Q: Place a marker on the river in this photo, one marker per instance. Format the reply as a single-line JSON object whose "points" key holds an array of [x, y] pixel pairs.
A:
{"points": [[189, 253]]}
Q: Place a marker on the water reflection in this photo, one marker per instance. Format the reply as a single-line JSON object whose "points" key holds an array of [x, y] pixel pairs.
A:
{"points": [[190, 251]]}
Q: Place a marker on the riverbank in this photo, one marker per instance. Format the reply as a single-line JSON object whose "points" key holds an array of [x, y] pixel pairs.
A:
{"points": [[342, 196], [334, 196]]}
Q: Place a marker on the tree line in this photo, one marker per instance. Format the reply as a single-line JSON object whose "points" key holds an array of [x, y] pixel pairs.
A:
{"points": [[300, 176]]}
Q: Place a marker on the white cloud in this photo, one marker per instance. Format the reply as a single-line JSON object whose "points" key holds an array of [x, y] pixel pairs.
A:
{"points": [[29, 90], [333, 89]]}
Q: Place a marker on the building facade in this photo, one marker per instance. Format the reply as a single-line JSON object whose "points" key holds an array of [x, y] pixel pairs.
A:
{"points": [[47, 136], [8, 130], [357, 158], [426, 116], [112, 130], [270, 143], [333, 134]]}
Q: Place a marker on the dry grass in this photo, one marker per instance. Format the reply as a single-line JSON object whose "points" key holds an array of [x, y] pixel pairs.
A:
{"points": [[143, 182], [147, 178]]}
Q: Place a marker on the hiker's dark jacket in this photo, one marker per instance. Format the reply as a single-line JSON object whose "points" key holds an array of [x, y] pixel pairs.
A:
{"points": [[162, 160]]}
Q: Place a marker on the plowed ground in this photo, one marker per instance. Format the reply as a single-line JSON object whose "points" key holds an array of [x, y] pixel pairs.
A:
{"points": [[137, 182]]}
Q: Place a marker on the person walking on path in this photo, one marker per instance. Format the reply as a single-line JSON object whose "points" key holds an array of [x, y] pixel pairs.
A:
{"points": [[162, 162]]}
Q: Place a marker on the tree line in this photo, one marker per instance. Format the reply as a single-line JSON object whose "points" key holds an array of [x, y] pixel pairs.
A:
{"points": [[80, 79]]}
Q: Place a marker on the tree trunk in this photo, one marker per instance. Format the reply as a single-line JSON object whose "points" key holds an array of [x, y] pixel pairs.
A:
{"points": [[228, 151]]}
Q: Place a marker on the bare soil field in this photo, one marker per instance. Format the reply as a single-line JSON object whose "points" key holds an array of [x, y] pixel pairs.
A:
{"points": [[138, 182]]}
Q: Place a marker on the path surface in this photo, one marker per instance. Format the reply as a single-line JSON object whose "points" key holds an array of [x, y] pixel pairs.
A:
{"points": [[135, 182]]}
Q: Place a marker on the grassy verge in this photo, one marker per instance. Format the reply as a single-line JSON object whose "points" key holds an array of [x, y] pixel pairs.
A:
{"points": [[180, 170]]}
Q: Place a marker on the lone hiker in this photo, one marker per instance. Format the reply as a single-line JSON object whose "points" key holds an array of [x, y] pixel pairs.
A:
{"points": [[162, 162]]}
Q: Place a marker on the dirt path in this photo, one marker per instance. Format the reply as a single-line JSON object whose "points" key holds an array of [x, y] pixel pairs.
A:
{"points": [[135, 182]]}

◆ **Goal of the exercise**: Every record above has to appear again, word for word.

◆ **Answer section**:
Q: Place a marker on the river in this photo, one marker per instance. Format the reply as a single-line JSON object whose "points" key holds an array of [x, y] pixel pairs.
A:
{"points": [[189, 253]]}
Q: Place a marker on the water reflection in this photo, one marker per instance. Format the reply as a single-line JSON object whose "points" key holds an array of [x, y] pixel pairs.
A:
{"points": [[190, 251]]}
Q: Place a marker on the riverbank in this photo, one marker per instance. Format the reply as a single-line JSON object whose "points" key holds an array of [x, y] pixel pairs.
A:
{"points": [[342, 196], [334, 196]]}
Q: Place a marker on the tree line in this photo, one marker per instance. Format the reply as a single-line JSON object whose "points" key holds an array of [x, y] pixel pairs.
A:
{"points": [[300, 176]]}
Q: Place a marker on the white cloud in this photo, one marker per instance. Format the reply as a single-line JSON object whose "points" key holds an array of [x, y] pixel pairs.
A:
{"points": [[29, 90], [333, 89]]}
Q: Place a marker on the building facade in this photo, one marker per instance. Format the reply as a single-line JSON object whose "points" key holds an array of [x, y] pixel pairs.
A:
{"points": [[47, 136], [8, 130], [357, 158], [426, 116], [112, 130], [270, 143], [333, 134]]}
Q: Place a marker on the dry grass in this photo, one marker per instance. Format the reply as a single-line JSON object whose "points" key holds an array of [x, y] pixel pairs.
A:
{"points": [[143, 182], [147, 178]]}
Q: Place a marker on the hiker's dark jacket in this photo, one marker per instance. Format the reply as a single-line JSON object whose "points" key holds an array of [x, y] pixel pairs.
A:
{"points": [[162, 160]]}
Q: Place a marker on the plowed ground in this photo, one marker per instance. Format the reply as a single-line JSON object whose "points" key holds an array of [x, y] pixel pairs.
A:
{"points": [[137, 182]]}
Q: Place a marker on the person walking on path in this photo, one marker per instance. Format the reply as a single-line JSON object whose "points" key holds an array of [x, y] pixel pairs.
A:
{"points": [[162, 162]]}
Q: Place a marker on the tree line in this photo, one marker per instance. Format the reply as a single-line JSON object whose "points" key holds an array of [x, y] pixel pairs.
A:
{"points": [[80, 79]]}
Q: Place a marker on the tree trunk in this photo, one marker per instance. Format the reply as a single-line JSON object whose "points" key holds an array of [x, y] pixel pairs.
A:
{"points": [[228, 151]]}
Q: Place a marker on the bare soil field in this photo, one marker per instance. Format the reply as a single-line JSON object whose "points" key holds an array of [x, y] pixel pairs.
A:
{"points": [[138, 182]]}
Q: Place a marker on the path surface in this photo, one marker per instance. Format the reply as a single-line JSON object whose "points" key holds an array of [x, y] pixel pairs.
A:
{"points": [[135, 182]]}
Q: Place a marker on the grassy verge in this photo, one marker per instance. Format the reply as a single-line JSON object whose "points" key holds an array of [x, y] pixel pairs.
A:
{"points": [[180, 170]]}
Q: Place a marker on the lone hiker in this photo, one marker per instance. Format the reply as a single-line JSON object whose "points" key holds an array of [x, y] pixel pairs.
A:
{"points": [[162, 162]]}
Q: Place a marker on the dirt path in this photo, one marker per instance. Format the reply as a single-line JSON object whose "points" key holds an array of [x, y] pixel pairs.
A:
{"points": [[135, 182]]}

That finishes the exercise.